**** PROVIDED ENTRIES ****
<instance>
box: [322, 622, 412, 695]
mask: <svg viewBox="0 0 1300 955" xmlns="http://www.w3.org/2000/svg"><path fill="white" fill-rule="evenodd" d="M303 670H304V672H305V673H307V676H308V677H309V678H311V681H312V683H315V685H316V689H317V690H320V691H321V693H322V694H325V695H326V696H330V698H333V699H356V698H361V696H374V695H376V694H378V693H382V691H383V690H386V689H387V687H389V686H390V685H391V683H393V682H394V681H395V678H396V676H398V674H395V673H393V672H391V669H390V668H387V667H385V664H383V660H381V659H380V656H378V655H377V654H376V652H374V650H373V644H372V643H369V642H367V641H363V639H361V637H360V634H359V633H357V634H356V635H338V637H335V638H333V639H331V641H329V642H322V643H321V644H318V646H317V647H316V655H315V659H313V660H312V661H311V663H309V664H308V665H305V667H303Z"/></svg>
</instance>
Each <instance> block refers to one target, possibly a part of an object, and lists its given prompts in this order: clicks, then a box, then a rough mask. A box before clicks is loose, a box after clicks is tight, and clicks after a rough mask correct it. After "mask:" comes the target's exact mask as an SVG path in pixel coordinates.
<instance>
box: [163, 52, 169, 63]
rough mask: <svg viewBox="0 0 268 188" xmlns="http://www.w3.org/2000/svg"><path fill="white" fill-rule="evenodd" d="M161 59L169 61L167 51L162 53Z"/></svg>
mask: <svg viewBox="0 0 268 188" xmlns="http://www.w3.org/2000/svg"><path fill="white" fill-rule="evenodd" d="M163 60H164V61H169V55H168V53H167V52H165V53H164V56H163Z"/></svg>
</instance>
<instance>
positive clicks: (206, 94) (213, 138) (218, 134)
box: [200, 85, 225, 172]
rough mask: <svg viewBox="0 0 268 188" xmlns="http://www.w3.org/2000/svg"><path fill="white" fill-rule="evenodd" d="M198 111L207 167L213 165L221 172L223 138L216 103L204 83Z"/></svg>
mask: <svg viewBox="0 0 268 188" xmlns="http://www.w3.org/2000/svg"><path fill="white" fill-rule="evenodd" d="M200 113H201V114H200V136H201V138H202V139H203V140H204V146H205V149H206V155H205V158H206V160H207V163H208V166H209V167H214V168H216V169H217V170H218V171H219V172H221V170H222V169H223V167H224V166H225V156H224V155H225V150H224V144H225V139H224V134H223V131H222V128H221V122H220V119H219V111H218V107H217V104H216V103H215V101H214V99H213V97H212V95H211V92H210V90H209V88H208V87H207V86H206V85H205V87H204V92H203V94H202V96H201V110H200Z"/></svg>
****
PROBLEM DETAILS —
Quote the entire listing above exactly.

SOLUTION TO THE PROBLEM —
<instance>
box: [322, 622, 412, 695]
mask: <svg viewBox="0 0 1300 955" xmlns="http://www.w3.org/2000/svg"><path fill="white" fill-rule="evenodd" d="M303 670H304V672H305V673H307V676H308V677H309V678H311V681H312V683H315V685H316V689H317V690H320V691H321V693H322V694H325V695H326V696H330V698H333V699H356V698H361V696H374V695H376V694H378V693H382V691H383V690H386V689H387V687H389V686H390V685H391V683H393V682H394V681H395V678H396V676H398V674H395V673H393V672H391V669H390V668H387V667H385V664H383V660H381V659H380V656H378V655H377V654H376V652H374V650H373V644H372V643H369V642H367V641H363V639H361V637H360V634H359V633H357V634H356V635H338V637H335V638H333V639H331V641H329V642H322V643H321V644H318V646H317V647H316V655H315V659H313V660H312V661H311V663H309V664H308V665H305V667H303Z"/></svg>
</instance>
Each <instance> block refers to one target, possibly a part of an object, and lists its given prompts in this order: clicks, then a box, then a rough mask. A box before clicks is loose, a box after clicks is tight, and clicks after a rough mask correct it. After "mask:" comes the target's exact mask as an SVG path in pixel coordinates.
<instance>
box: [163, 52, 169, 63]
rough mask: <svg viewBox="0 0 268 188" xmlns="http://www.w3.org/2000/svg"><path fill="white" fill-rule="evenodd" d="M161 59L169 61L167 51L162 53Z"/></svg>
mask: <svg viewBox="0 0 268 188" xmlns="http://www.w3.org/2000/svg"><path fill="white" fill-rule="evenodd" d="M163 60H164V61H169V55H168V53H167V52H165V53H164V56H163Z"/></svg>
</instance>
<instance>
positive clicks: (206, 94) (213, 138) (218, 134)
box: [200, 85, 225, 172]
rough mask: <svg viewBox="0 0 268 188" xmlns="http://www.w3.org/2000/svg"><path fill="white" fill-rule="evenodd" d="M198 111L207 167L213 165L221 172L223 138L216 103L204 83Z"/></svg>
mask: <svg viewBox="0 0 268 188" xmlns="http://www.w3.org/2000/svg"><path fill="white" fill-rule="evenodd" d="M200 113H201V114H200V136H201V138H202V139H203V140H204V146H205V149H206V155H205V158H206V160H207V163H208V166H209V167H214V168H216V169H217V170H218V171H219V172H221V170H222V169H223V167H224V166H225V156H224V155H225V150H224V144H225V139H224V134H223V131H222V128H221V122H220V119H219V111H218V107H217V104H216V103H215V101H214V99H213V97H212V95H211V92H210V90H209V88H208V87H207V86H206V85H205V87H204V92H203V94H202V96H201V110H200Z"/></svg>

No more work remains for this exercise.